Image point grounding data:
☆ ☆ ☆ ☆ ☆

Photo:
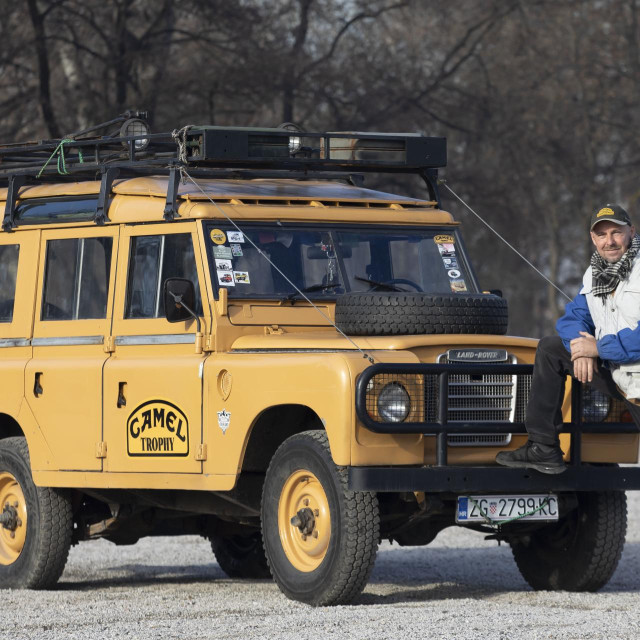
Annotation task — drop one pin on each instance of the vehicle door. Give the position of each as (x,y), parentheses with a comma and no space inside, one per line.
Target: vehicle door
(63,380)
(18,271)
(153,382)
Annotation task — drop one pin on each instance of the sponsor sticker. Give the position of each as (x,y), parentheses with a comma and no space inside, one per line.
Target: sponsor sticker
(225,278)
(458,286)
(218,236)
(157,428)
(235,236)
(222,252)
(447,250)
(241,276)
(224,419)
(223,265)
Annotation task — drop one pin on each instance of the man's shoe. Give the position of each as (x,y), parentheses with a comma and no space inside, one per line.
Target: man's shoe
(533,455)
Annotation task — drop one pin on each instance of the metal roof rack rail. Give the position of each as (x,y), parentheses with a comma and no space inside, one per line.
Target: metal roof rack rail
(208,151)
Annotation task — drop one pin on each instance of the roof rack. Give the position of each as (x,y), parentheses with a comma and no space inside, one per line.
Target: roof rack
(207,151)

☆ ☆ ☆ ☆ ☆

Repeat the records above exactly, omitting every picture.

| Answer for the task |
Photo:
Annotation task — drop one pin on each instance of the vehicle door. Give the position of each as (x,y), parentheses with a comma and no space inside, one per line.
Target: vehicle door
(63,380)
(18,271)
(153,382)
Annotation task — drop one pin on each instance of the sponsor sticker. Give the position of each as (x,y), parentheses with a comma and no space inside, one per line.
Target: sponsor sticker
(225,278)
(458,286)
(218,236)
(157,428)
(235,236)
(222,252)
(447,250)
(241,276)
(224,419)
(223,265)
Annotation task — drop one pin on each instance of the man's shoe. Give the position of each as (x,y), parentheses with a comma and no space inside, one per line.
Target: man's shoe
(533,455)
Annotation task — drop one pin on each instance of the metal roof rack rail. Give the position of each as (x,y), parentheses with a comma and no space inside, one per line.
Target: metal roof rack rail
(208,151)
Annotation task — drop one pin on each instance of the roof rack. Give the position of each as (x,y), parentheses with a comma and no space inside, one per line.
Target: roof rack
(207,151)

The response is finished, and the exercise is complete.